* **Bereitgestellter Text**:
+ + + +
Für eine Einstufung als Kundenanlage müssen sich Stromleitungsanlagen nach der gesetzlichen Definition des § 3 Nr. 24a EnWG auf einem räumlich zusammengehörenden Gebiet befinden, mit dem Energieversorgungsnetz verbunden sein, wettbewerblich unbedeutend sein und jedermann diskriminierungsfrei und unentgeltlich zur Verfügung gestellt werden.


Die Bundesnetzagentur hatte bereits im behördlichen Missbrauchsverfahren festgestellt, dass die Durchtrennung des Areals durch eine Erschließungsstraße dem Gebietscharakter und damit einer Einstufung als Kundenanlage nicht entgegenstehe. Dies hat das OLG Düsseldorf mit seinem aktuellen Beschluss vom 13. Juni 2018 (Az.: 3 Kart 77/17 (V)) unter weiterer Differenzierung bestätigt:


Zwar sei eine Straße regelmäßig als Hindernis einer räumlichen Zusammengehörigkeit zu bewerten. Denn die nach außen objektiv wahrnehmbare Einheitlichkeit eines Gebiets werde durch trennende Elemente, wie Straßen, Gleise, oder Brücken, regelmäßig gestört.
+ + + +
* **Datensatz**:

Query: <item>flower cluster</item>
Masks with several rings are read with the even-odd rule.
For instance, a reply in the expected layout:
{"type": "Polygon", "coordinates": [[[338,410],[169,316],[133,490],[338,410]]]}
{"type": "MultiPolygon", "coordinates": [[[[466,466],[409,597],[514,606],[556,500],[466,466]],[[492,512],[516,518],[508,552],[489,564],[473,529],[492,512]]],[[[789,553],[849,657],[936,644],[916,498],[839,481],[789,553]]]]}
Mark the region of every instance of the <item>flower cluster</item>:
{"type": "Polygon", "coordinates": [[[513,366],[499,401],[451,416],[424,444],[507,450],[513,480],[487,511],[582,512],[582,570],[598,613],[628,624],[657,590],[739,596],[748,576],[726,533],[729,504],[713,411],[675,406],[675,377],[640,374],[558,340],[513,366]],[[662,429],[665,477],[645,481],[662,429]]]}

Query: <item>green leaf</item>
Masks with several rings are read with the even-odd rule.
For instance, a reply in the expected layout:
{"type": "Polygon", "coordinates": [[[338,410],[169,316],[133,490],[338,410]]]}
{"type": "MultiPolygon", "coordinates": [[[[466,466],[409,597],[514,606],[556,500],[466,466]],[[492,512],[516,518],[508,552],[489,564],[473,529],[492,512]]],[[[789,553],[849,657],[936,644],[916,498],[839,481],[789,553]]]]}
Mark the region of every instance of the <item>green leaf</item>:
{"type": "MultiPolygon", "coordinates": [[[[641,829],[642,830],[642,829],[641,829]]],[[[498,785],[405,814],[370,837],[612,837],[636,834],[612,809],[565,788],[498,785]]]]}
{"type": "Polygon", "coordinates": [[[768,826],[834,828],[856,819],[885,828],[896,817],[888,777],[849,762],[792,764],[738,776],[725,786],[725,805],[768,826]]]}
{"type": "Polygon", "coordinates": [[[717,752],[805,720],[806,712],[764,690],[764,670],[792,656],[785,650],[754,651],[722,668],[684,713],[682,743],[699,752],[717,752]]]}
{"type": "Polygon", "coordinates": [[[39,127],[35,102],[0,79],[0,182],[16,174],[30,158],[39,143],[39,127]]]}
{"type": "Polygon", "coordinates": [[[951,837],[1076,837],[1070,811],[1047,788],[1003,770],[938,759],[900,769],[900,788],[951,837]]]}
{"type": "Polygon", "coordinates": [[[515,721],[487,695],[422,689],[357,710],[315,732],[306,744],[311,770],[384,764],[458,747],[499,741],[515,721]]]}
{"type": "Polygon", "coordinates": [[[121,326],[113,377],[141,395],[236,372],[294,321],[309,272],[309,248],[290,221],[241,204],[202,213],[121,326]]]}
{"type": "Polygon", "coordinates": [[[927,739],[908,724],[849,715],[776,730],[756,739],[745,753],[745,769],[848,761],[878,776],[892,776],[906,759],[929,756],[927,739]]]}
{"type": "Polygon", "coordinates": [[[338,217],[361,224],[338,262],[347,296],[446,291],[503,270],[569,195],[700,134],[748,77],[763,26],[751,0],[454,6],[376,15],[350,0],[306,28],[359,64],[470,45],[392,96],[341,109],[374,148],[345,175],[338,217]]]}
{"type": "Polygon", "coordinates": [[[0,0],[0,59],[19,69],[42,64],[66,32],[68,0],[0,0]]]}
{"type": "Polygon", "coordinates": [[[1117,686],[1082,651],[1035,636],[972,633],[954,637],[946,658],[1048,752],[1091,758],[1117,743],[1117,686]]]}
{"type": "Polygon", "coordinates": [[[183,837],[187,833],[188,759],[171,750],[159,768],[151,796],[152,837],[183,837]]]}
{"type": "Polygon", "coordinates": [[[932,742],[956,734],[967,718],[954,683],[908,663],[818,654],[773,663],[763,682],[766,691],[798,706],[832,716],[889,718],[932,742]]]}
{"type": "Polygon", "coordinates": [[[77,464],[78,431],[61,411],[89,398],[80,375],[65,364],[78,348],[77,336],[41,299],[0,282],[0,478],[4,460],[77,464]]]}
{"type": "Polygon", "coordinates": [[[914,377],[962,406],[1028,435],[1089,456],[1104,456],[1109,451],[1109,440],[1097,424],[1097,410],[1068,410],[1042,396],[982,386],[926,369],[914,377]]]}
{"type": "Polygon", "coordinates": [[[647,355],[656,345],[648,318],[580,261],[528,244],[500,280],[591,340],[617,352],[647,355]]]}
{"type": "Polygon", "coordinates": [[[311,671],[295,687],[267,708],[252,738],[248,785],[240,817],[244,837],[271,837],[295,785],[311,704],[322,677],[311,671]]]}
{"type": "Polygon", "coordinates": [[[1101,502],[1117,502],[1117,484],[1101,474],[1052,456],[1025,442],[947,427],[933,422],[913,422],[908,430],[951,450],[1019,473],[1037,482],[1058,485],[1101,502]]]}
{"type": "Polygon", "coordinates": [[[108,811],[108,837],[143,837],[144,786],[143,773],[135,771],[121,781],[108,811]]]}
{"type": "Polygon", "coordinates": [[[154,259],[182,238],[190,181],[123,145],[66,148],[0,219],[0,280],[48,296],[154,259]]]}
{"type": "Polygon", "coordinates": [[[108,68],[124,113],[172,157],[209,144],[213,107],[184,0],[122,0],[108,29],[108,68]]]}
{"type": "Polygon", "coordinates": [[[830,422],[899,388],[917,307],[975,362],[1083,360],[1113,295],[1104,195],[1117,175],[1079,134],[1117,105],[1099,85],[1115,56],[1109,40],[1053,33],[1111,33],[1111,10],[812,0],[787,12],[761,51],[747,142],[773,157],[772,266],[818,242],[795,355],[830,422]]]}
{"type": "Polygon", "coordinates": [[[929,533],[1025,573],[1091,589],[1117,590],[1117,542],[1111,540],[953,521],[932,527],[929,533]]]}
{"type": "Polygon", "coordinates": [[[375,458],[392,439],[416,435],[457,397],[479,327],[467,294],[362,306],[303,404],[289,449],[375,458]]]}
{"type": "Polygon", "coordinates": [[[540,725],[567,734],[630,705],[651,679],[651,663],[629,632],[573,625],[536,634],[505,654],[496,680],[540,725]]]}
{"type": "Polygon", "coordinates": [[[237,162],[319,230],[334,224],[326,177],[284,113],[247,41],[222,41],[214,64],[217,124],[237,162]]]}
+ + + +
* **Zu erledigende Aufgaben**:
1. Welches Datum trägt der Beschluss des OLG Düsseldorf, der im Text zur Kundenanlage genannt wird?
2. Übernehmen Sie aus dem Text zur Kundenanlage wortgetreu den Abschnitt, der mit den Worten „Zwar sei eine“ beginnt und mit „Brücken, regelmäßig gestört.“ endet.
3. Zählen Sie alle Voraussetzungen auf, die Stromleitungsanlagen laut dem Text zur Kundenanlage nach § 3 Nr. 24a EnWG für eine Einstufung als Kundenanlage erfüllen müssen.
Die Datensätze stammen aus einer anderen Quelle.

* **Lösungen je Aufgabe**:
1. Der Beschluss ist vom 13. Juni 2018.

2.
Zwar sei eine Straße regelmäßig als Hindernis einer räumlichen Zusammengehörigkeit zu bewerten. Denn die nach außen objektiv wahrnehmbare Einheitlichkeit eines Gebiets werde durch trennende Elemente, wie Straßen, Gleise, oder Brücken, regelmäßig gestört.

3.
- Befinden auf einem räumlich zusammengehörenden Gebiet
- Verbindung mit dem Energieversorgungsnetz
- Wettbewerbliche Unbedeutsamkeit
- Diskriminierungsfreie und unentgeltliche Bereitstellung für jedermann